• [What the task requires]: The data below should be copied over with complete accuracy.

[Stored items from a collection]
◇ ◇ ◇ ◇ ◇
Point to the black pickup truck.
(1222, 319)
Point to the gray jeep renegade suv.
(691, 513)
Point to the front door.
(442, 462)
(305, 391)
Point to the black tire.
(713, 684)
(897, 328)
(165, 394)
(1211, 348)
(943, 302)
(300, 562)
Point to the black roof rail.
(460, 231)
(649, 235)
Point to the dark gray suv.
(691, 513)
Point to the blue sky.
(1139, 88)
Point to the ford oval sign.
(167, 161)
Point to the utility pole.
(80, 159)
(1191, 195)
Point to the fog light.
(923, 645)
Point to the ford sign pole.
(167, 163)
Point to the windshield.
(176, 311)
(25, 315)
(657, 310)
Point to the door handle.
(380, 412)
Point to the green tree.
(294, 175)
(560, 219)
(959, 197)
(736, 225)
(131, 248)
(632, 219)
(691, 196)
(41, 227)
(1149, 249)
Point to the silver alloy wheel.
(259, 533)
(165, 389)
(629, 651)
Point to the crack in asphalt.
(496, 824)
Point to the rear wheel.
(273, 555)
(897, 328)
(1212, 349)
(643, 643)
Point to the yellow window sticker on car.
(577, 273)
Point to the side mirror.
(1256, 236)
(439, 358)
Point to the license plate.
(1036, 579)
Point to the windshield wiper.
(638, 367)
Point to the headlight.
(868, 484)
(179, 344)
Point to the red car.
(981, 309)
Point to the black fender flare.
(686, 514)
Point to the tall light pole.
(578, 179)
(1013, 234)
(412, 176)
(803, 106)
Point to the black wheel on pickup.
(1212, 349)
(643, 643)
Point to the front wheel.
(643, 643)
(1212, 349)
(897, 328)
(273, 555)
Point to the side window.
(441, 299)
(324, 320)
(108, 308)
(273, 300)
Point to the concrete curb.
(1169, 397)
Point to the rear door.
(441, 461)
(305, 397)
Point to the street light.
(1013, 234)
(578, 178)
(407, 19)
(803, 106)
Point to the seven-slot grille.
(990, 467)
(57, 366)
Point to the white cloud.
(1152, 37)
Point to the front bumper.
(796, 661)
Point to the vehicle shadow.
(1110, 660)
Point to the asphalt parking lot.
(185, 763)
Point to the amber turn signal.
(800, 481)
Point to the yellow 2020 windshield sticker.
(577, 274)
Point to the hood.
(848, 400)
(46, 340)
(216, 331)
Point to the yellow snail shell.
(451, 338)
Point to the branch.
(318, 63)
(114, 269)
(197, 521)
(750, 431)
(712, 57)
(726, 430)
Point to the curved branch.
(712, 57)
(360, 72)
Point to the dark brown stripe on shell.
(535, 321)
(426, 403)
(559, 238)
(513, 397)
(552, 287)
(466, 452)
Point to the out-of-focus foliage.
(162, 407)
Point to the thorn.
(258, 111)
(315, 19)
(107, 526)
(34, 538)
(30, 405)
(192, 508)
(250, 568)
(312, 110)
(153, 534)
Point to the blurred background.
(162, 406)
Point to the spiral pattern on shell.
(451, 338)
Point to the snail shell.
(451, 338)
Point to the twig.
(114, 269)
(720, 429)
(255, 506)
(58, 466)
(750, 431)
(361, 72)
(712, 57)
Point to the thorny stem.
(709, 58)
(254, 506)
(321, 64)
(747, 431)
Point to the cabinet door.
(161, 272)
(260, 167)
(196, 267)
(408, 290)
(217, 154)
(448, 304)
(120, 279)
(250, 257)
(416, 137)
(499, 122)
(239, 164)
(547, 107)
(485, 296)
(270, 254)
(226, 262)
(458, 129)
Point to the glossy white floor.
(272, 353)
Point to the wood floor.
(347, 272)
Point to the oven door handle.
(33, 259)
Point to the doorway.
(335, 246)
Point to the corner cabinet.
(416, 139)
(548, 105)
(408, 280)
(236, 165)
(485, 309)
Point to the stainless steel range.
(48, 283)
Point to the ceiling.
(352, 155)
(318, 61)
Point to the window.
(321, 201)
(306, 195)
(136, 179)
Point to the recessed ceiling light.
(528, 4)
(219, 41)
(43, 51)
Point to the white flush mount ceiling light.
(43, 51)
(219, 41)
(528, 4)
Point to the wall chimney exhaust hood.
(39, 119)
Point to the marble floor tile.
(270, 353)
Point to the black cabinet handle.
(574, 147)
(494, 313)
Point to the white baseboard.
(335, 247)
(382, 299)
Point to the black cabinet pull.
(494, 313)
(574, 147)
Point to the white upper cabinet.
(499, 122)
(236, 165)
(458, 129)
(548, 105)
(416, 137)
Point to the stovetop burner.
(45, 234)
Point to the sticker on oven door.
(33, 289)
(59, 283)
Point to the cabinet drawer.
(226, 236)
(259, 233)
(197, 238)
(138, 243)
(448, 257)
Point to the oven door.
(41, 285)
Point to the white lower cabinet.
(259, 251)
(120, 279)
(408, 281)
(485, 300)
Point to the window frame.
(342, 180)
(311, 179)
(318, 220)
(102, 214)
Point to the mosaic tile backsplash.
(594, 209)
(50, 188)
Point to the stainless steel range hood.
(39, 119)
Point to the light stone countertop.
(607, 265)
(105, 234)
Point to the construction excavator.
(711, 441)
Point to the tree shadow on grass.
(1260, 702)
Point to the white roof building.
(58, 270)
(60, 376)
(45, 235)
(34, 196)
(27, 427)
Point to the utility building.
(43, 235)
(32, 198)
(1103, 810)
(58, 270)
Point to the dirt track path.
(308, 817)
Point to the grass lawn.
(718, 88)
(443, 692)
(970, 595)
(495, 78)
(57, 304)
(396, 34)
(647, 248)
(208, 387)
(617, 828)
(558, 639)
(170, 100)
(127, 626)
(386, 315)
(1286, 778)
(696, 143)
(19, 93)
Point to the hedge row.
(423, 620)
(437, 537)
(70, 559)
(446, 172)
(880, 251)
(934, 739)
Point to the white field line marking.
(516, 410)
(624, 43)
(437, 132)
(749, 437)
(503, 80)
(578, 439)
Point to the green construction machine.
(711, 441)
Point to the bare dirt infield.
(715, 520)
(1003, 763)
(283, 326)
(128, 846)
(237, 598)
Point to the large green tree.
◇ ◇ ◇ ◇ ◇
• [Written solution]:
Point to the black pickup truck.
(1222, 319)
Point to the gray jeep renegade suv.
(691, 513)
Point to the front door.
(442, 462)
(305, 391)
Point to the black tire.
(713, 684)
(897, 328)
(165, 394)
(1211, 348)
(943, 302)
(300, 562)
Point to the black roof rail.
(460, 231)
(649, 235)
Point to the dark gray suv.
(691, 513)
Point to the blue sky.
(1139, 88)
Point to the ford oval sign.
(167, 161)
Point to the utility pole.
(80, 159)
(1191, 195)
Point to the fog light.
(923, 645)
Point to the ford sign pole.
(167, 163)
Point to the windshield.
(176, 311)
(25, 315)
(657, 310)
Point to the door handle.
(380, 412)
Point to the green tree.
(294, 175)
(560, 219)
(959, 197)
(736, 225)
(131, 248)
(632, 219)
(691, 196)
(41, 227)
(1149, 249)
Point to the silver alloy wheel.
(259, 533)
(165, 389)
(629, 651)
Point to the crack in asphalt.
(496, 824)
Point to the rear wheel.
(273, 555)
(897, 328)
(1212, 349)
(643, 643)
Point to the yellow window sticker on car.
(577, 273)
Point to the side mirror.
(1256, 236)
(439, 358)
Point to the license plate.
(1036, 579)
Point to the windshield wiper.
(638, 367)
Point to the headlight.
(868, 484)
(179, 344)
Point to the red car.
(981, 309)
Point to the black fender flare.
(686, 514)
Point to the tall light pole.
(578, 179)
(1013, 234)
(412, 176)
(803, 106)
Point to the black wheel on pickup.
(1212, 349)
(643, 643)
Point to the front wheel.
(643, 643)
(1212, 349)
(897, 328)
(273, 555)
Point to the side window.
(441, 299)
(324, 320)
(108, 308)
(273, 300)
Point to the concrete curb.
(1169, 397)
Point to the rear door.
(441, 461)
(305, 397)
Point to the street light.
(1013, 234)
(578, 178)
(407, 19)
(803, 106)
Point to the seven-slot grille.
(990, 467)
(57, 366)
Point to the white cloud.
(1152, 37)
Point to the front bumper.
(796, 661)
Point to the vehicle shadow.
(1110, 660)
Point to the asphalt parking lot.
(185, 763)
Point to the amber turn signal.
(800, 481)
Point to the yellow 2020 windshield sticker.
(577, 274)
Point to the hood.
(848, 400)
(46, 340)
(216, 331)
Point to the yellow snail shell.
(451, 338)
Point to the branch.
(318, 63)
(114, 269)
(197, 521)
(750, 431)
(712, 57)
(726, 430)
Point to the curved branch.
(712, 57)
(360, 72)
Point to the dark brown stripe on shell.
(535, 321)
(426, 403)
(559, 238)
(513, 397)
(552, 287)
(466, 452)
Point to the out-of-focus foliage.
(162, 407)
Point to the thorn.
(258, 111)
(315, 19)
(107, 526)
(34, 538)
(30, 405)
(192, 508)
(250, 568)
(312, 110)
(153, 534)
Point to the blurred background.
(162, 406)
Point to the spiral pattern on shell.
(451, 338)
Point to the snail shell.
(451, 338)
Point to the twig.
(114, 269)
(720, 429)
(255, 506)
(58, 466)
(750, 431)
(361, 72)
(712, 57)
Point to the thorny stem.
(709, 58)
(254, 506)
(321, 64)
(747, 431)
Point to the cabinet door.
(161, 272)
(260, 167)
(196, 267)
(408, 290)
(217, 154)
(448, 304)
(120, 279)
(250, 257)
(416, 137)
(499, 122)
(239, 164)
(547, 107)
(485, 296)
(270, 254)
(226, 262)
(458, 129)
Point to the glossy white floor.
(272, 353)
Point to the wood floor.
(347, 272)
Point to the oven door handle.
(33, 259)
Point to the doorway.
(335, 246)
Point to the corner cabinet.
(416, 139)
(548, 105)
(408, 280)
(236, 165)
(485, 309)
Point to the stainless steel range.
(48, 283)
Point to the ceiling.
(352, 155)
(318, 61)
Point to the window.
(321, 201)
(306, 195)
(136, 179)
Point to the recessed ceiling light.
(528, 4)
(219, 41)
(43, 51)
Point to the white flush mount ceiling light.
(43, 51)
(219, 41)
(528, 4)
Point to the wall chimney exhaust hood.
(39, 119)
Point to the marble floor tile.
(270, 353)
Point to the black cabinet handle.
(574, 147)
(494, 313)
Point to the white baseboard.
(335, 247)
(382, 299)
Point to the black cabinet pull.
(494, 313)
(574, 147)
Point to the white upper cabinet.
(499, 122)
(236, 165)
(458, 129)
(548, 105)
(416, 137)
Point to the stovetop burner.
(45, 234)
Point to the sticker on oven door.
(33, 289)
(59, 283)
Point to the cabinet drawer.
(226, 236)
(259, 233)
(197, 238)
(138, 243)
(448, 257)
Point to the oven door.
(41, 285)
Point to the white lower cabinet.
(259, 251)
(120, 279)
(408, 281)
(485, 300)
Point to the window frame.
(342, 180)
(311, 179)
(318, 220)
(102, 214)
Point to the mosaic tile backsplash.
(594, 209)
(50, 188)
Point to the stainless steel range hood.
(39, 119)
Point to the light stone countertop.
(607, 265)
(105, 234)
Point to the construction excavator.
(711, 441)
Point to the tree shadow on grass.
(1260, 702)
Point to the white roof building.
(58, 270)
(60, 376)
(45, 235)
(34, 196)
(27, 427)
Point to the utility building.
(43, 235)
(32, 198)
(1103, 810)
(58, 270)
Point to the dirt track path.
(308, 817)
Point to the grass lawn.
(718, 88)
(443, 692)
(970, 595)
(495, 78)
(57, 304)
(396, 34)
(647, 248)
(208, 387)
(617, 828)
(558, 639)
(170, 100)
(127, 626)
(386, 315)
(1286, 778)
(696, 143)
(19, 93)
Point to the hedge row.
(423, 620)
(437, 537)
(70, 559)
(446, 172)
(880, 251)
(934, 739)
Point to the white field line marking.
(516, 410)
(624, 43)
(437, 132)
(749, 437)
(503, 80)
(578, 439)
Point to the green construction machine.
(711, 441)
Point to the bare dirt infield.
(715, 520)
(1003, 763)
(283, 326)
(128, 846)
(237, 598)
Point to the large green tree.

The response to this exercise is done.